**Goal of the exercise:**
All that is needed is the line in the material below containing "Place one point per instance of the grass.", plus every line after it, printed exactly.

Start of Data

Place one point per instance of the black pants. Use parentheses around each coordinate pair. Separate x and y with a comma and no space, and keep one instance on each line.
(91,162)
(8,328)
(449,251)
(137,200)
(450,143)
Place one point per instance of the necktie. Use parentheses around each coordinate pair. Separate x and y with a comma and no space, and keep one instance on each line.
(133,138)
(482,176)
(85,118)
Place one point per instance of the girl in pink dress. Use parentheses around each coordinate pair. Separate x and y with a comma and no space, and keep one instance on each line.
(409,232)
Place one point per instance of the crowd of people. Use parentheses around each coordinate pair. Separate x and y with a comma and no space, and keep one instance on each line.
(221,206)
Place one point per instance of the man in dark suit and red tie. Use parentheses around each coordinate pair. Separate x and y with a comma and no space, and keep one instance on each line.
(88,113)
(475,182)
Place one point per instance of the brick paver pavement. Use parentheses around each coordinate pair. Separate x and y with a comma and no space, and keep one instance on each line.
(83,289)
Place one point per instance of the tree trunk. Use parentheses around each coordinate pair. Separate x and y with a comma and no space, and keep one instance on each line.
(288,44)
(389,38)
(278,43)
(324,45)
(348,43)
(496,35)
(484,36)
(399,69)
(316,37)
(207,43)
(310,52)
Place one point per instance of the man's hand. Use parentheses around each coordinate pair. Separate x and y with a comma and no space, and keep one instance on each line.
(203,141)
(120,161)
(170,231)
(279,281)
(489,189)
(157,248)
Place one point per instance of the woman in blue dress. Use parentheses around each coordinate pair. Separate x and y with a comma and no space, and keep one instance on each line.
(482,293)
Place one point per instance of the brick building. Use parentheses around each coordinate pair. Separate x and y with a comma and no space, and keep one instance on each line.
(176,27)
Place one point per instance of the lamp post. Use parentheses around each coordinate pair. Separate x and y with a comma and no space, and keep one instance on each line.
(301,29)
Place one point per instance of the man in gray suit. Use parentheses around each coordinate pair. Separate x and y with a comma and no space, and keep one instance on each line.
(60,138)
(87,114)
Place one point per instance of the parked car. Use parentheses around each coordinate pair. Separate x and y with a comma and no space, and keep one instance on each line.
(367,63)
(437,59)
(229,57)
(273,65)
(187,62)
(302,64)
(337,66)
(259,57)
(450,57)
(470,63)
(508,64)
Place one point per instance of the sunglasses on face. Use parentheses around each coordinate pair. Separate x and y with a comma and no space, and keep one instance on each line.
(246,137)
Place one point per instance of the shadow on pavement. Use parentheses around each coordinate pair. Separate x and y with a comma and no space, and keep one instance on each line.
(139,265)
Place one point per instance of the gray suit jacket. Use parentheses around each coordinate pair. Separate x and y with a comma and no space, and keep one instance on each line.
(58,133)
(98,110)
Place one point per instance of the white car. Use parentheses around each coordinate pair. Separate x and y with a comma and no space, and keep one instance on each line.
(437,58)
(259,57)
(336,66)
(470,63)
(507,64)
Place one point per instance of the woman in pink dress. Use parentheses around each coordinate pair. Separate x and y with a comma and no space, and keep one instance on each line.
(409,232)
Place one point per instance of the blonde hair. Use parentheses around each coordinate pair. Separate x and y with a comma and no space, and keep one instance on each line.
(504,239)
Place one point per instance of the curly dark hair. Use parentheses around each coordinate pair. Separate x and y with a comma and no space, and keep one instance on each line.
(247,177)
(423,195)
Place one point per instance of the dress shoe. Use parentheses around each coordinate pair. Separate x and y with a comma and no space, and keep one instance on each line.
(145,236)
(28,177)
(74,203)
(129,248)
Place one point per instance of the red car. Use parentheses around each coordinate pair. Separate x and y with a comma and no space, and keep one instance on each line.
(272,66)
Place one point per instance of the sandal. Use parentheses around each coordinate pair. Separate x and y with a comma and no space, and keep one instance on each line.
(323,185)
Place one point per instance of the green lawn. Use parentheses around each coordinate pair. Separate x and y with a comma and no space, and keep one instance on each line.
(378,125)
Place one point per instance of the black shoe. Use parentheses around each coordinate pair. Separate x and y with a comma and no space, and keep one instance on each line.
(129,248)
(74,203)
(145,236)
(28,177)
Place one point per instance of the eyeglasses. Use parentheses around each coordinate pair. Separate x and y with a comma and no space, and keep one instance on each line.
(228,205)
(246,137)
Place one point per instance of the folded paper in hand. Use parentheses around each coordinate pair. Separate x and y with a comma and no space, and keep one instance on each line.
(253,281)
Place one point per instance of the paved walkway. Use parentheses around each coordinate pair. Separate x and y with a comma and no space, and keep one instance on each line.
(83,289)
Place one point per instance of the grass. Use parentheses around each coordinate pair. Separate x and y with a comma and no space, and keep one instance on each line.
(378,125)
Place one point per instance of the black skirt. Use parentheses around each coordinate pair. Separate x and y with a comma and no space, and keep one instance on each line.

End of Data

**Response to this task:**
Place one point per instance of the grass. Use parentheses around each coordinate pair. Separate x and y with a comma and no space, and keep one instance on each line.
(378,125)
Place one point per instance of the black skirt. Use parentheses around each coordinate pair. Separate x and y with a comma and no space, and keep one instance on each line.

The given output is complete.